PASSAGE FOR REVIEW
Venezuela has the highest proven oil reserves, but its production level is small. Its oil is heavy/sour grade. Many refineries need a mix of sour & sweet (light) crude oil. In proven oil reserves, #1-Venezuela, #2-Saudi Arabia, #3-Iran, #4-Iraq, #5-UAE. For oil production, #1-US, #2-Saudi Arabia, #3-Russia, #4-Canada, #5-China.
Chinese investments & loans to Venezuela are $100+ billion, most of them before Venezuela joined China’s Belt & Road Initiative (BRI) in 09/2018.
Notably, Venezuela’s Russian & Chinese defensive systems were totally ineffective during the US raid on 1/3/26. They were neutralized early by US missiles/drones, or there was secret cooperation by high-level Venezuelan defense officers. The hardliner VP Delcey Rodriguez, now the President, seems more acceptable to US than the opposition leader & Nobel Laureate Maria Machado.
Russia only protested about the seizure of a Russian-flagged oil tanker near Iceland by US Coast Guard Cutter (USCGC).
SPECIAL TOPIC – INDIAN RUPEE
Indian rupee keeps falling year after year. It was the worst Asian currency in 2025.
Economically, weak currency benefits exports but makes imports expensive. This is good for international trade in general, but becomes a problem when some bilateral trades have large deficits (i.e. more imports than exports). Higher import costs make related products more expensive & lead to higher inflation.

EXERCISE TASKS
1/ According to the market commentary, which country was the worst-performing Asian currency's home in 2025?
2/ Write the next part of the market commentary, picking up after its final sentence on import costs and inflation and carrying on the Indian rupee topic.

(Data items)

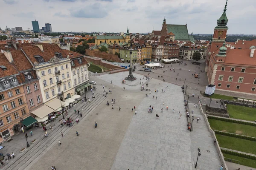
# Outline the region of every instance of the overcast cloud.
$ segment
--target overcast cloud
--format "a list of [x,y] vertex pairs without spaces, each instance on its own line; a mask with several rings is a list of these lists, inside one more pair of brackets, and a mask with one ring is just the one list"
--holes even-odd
[[[256,4],[229,0],[228,34],[256,34]],[[186,24],[189,33],[213,34],[226,0],[0,0],[0,27],[32,29],[52,24],[53,31],[126,31],[160,30],[168,24]],[[10,12],[11,11],[11,12]],[[6,18],[6,19],[5,19]]]

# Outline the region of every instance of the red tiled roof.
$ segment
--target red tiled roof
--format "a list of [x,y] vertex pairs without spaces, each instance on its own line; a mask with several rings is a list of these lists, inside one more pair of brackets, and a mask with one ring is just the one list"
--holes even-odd
[[19,73],[9,62],[5,55],[1,53],[0,53],[0,65],[5,66],[7,68],[6,70],[3,70],[0,68],[0,77],[4,77]]
[[33,68],[33,66],[21,51],[11,52],[14,63],[19,71]]

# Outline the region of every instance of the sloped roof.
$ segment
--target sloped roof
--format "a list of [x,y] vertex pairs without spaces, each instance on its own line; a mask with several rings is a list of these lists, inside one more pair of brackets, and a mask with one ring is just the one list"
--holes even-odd
[[189,40],[189,32],[186,25],[167,24],[168,32],[172,32],[177,40]]
[[110,39],[124,39],[123,36],[122,35],[97,35],[96,39],[98,40],[110,40]]

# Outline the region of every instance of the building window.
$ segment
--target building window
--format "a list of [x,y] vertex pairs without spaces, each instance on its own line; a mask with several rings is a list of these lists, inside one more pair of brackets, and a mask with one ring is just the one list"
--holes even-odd
[[30,105],[30,106],[33,106],[34,105],[34,101],[33,101],[33,99],[29,99],[29,105]]
[[38,89],[38,87],[37,86],[37,83],[34,83],[34,88],[35,88],[35,90],[37,90]]
[[235,71],[235,68],[233,67],[232,68],[230,71]]
[[30,91],[30,86],[29,86],[29,85],[26,86],[26,89],[27,93],[30,93],[30,92],[31,91]]
[[8,91],[7,92],[7,94],[8,95],[8,97],[12,97],[12,96],[13,96],[12,94],[12,91]]
[[238,78],[238,82],[243,82],[243,80],[244,79],[244,77],[239,77]]
[[46,80],[44,80],[43,81],[43,84],[44,84],[44,86],[46,86],[47,85],[47,83],[46,82]]
[[0,100],[3,100],[4,99],[4,95],[3,94],[0,94]]
[[22,101],[22,98],[18,99],[18,102],[19,103],[19,105],[21,105],[23,104],[23,101]]
[[50,78],[49,80],[50,80],[50,84],[51,85],[53,83],[53,81],[52,81],[52,78]]
[[4,112],[6,112],[6,111],[8,110],[9,110],[9,108],[8,108],[8,106],[7,105],[7,104],[3,105],[2,107],[3,108],[3,110]]
[[18,118],[20,116],[19,116],[19,112],[16,112],[13,113],[14,115],[14,118],[16,119],[17,118]]
[[20,94],[20,89],[17,88],[17,89],[15,89],[15,93],[16,94]]
[[0,126],[3,126],[4,125],[3,119],[0,120]]
[[8,116],[6,116],[6,121],[7,121],[7,123],[9,123],[12,122],[12,117],[11,117],[11,115],[9,115]]
[[230,76],[228,77],[228,81],[229,82],[232,82],[232,80],[233,80],[233,76]]
[[229,88],[230,87],[230,85],[227,85],[227,88]]
[[54,89],[52,89],[52,95],[54,96],[55,95],[55,91],[54,91]]
[[49,93],[48,93],[48,91],[47,91],[46,92],[45,92],[45,97],[46,97],[46,99],[49,98]]
[[220,75],[219,76],[218,80],[222,80],[223,79],[223,76],[222,76],[222,75]]
[[40,99],[40,96],[38,95],[36,96],[36,100],[38,101],[38,103],[41,102],[41,99]]
[[8,81],[6,81],[5,82],[3,82],[3,85],[7,85],[9,84],[9,82]]
[[16,82],[16,79],[12,79],[12,83],[14,83]]
[[16,108],[16,104],[15,104],[15,101],[11,102],[10,103],[11,103],[12,108]]

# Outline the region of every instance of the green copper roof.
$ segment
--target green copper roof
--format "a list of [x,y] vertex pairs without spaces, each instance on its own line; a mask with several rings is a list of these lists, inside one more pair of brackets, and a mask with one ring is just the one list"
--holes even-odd
[[228,19],[227,17],[227,15],[226,15],[226,11],[227,11],[227,0],[226,2],[226,5],[225,5],[225,8],[223,10],[223,13],[221,16],[220,18],[218,20],[218,22],[217,22],[217,25],[218,26],[226,26],[227,24],[227,21],[228,21]]
[[110,40],[110,39],[124,39],[124,37],[122,35],[114,36],[114,35],[97,35],[96,36],[98,40]]
[[[172,32],[175,34],[175,40],[190,40],[188,28],[186,25],[166,25],[168,33]],[[194,38],[193,38],[194,39]]]

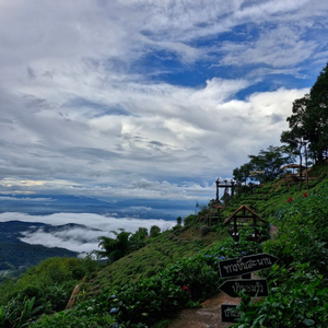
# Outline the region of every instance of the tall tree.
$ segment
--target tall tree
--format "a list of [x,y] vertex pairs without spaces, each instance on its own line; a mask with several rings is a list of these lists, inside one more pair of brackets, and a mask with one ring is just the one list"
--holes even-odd
[[328,149],[328,62],[309,94],[294,101],[293,114],[286,120],[290,130],[282,132],[281,142],[297,153],[307,141],[314,160],[323,162]]
[[270,181],[279,177],[283,171],[282,165],[292,162],[286,147],[269,145],[267,150],[260,150],[258,155],[249,155],[254,171],[263,172],[257,179],[261,183]]

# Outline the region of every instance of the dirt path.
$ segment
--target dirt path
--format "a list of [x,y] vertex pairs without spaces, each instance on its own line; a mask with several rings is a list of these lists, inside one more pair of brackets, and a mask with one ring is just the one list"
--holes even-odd
[[184,309],[168,328],[225,328],[232,324],[221,321],[221,304],[239,304],[241,298],[233,298],[220,292],[207,300],[197,309]]
[[[277,225],[271,225],[270,234],[273,237],[278,232]],[[259,279],[255,273],[251,278]],[[229,323],[222,323],[221,304],[239,304],[241,298],[233,298],[223,292],[220,292],[212,298],[204,301],[201,308],[183,309],[168,328],[226,328],[232,326]]]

RESULTS OF THE EXERCISE
1/ India, whose rupee was the worst Asian currency in 2025.

2/
Bilateral trade in local currencies is touted a lot, but that only works if the trade is in balance. For example, if India has a large trade deficit (imports >> exports) in a bilateral trade, then the trading country ends up with lot of excess rupees that it cannot repatriate or use globally. Then, the trading country may demand payments in dollar, euro, dirham, etc.
India has huge trade deficits related to oil, advanced technology, defense, gold, etc. To meet high domestic demand, Indian gold imports are much more than those need to support the jewelry exports.
Weak rupee hurts Indian consumers as steady rupee devaluation eats into their purchasing power & savings. It’s a silent factor that shows up as inflation.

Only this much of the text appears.